• QUESTIONS TO ANSWER:
- a) In the comment thread about an AI-assisted coding setup, what file does muzani keep as a reminder of where work left off?
- b) Duplicate the part of the comment thread between "3. Wait for" and "we review it.", inclusive.

-------- SELECTED EXCERPT

Comment by realityfactchex

Comment by realityfactchex 5 days ago

7 replies

1. Write a fully-defined specification file as markdown in technical-enough but business-enough language, without repeating anything, and including all requirements and context, being sure to emphasize what is important, how to make decisions if needed, and, most critically, what elements must exist and how they must behave in the outcome. This is logically outlined. A junior engineer could understand what the output needs to do without help, a mid engineer could implement it sufficiently well without help, and a senior engineer could implement it gracefully without help.

2. Submit the fully-defined requirements .md file to the LLM by drag-and-drop. If there are starting files to be modified, drag and drop those files as well (as a zip if hierarchical, or as unpackaged files if a flat structure is suitable).

3. Wait for LLM to be done. This can take as long as it needs to, since this process supports specification files with requirements of arbitrary complexity. Receive the correct, full output fileset as a downloadable file from the LLM. (If I asked for instructions on how to use the files that the LLM provides, that is included in the output fileset, too.)

Oh wait, this does not exist. Sorry! But it is what I want, so it is still my "ultimate AI-assisted coding setup".

muzani 4 days ago

I'm confused. It does exist. The "markdown reqs" has been a thing at work. Shared markdown is in the code and we review it.

Combine it with Cursor and you don't have to drag and drop or download anything.

I just set up an architecture.md for it to navigate. With Cursor and something like Gemini Pro, you can even make the AI do the work and edit the docs once done. I even have a roadmap.md so I can remember where I left off, which helps a lot when you return to the project in a month.

----------------
-------- RECORDED DATA

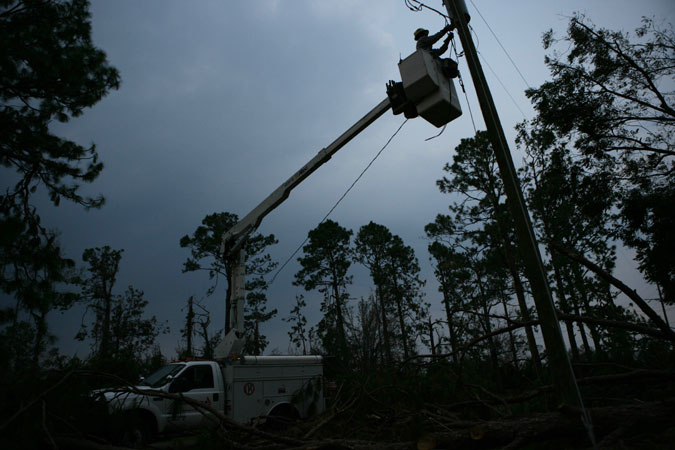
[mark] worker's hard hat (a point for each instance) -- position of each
(421, 32)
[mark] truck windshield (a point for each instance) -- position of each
(159, 378)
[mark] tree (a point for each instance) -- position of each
(49, 71)
(573, 207)
(611, 96)
(454, 278)
(97, 292)
(119, 331)
(326, 261)
(204, 245)
(481, 216)
(255, 314)
(298, 332)
(370, 249)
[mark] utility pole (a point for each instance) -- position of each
(563, 374)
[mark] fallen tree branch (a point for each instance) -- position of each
(631, 293)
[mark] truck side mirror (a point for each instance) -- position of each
(180, 384)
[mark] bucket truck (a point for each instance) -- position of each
(248, 388)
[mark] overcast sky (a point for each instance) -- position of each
(222, 101)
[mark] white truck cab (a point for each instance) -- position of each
(247, 390)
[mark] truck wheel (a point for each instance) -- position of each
(281, 417)
(137, 432)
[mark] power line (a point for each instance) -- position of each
(500, 44)
(339, 200)
(461, 84)
(503, 85)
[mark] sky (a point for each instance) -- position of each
(221, 102)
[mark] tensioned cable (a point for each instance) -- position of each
(500, 44)
(500, 82)
(339, 200)
(461, 84)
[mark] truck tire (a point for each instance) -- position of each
(138, 430)
(281, 417)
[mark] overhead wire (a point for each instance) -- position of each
(461, 84)
(503, 85)
(500, 44)
(340, 199)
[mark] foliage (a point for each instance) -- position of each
(611, 98)
(205, 255)
(49, 71)
(119, 331)
(298, 332)
(325, 264)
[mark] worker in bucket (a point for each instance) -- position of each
(426, 42)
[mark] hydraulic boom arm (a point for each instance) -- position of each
(236, 236)
(232, 244)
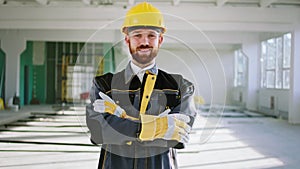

----------------

• SOLVED PROBLEMS:
- a) A roadmap.md file.

- b)
3. Wait for LLM to be done. This can take as long as it needs to, since this process supports specification files with requirements of arbitrary complexity. Receive the correct, full output fileset as a downloadable file from the LLM. (If I asked for instructions on how to use the files that the LLM provides, that is included in the output fileset, too.)

Oh wait, this does not exist. Sorry! But it is what I want, so it is still my "ultimate AI-assisted coding setup".

muzani 4 days ago

I'm confused. It does exist. The "markdown reqs" has been a thing at work. Shared markdown is in the code and we review it.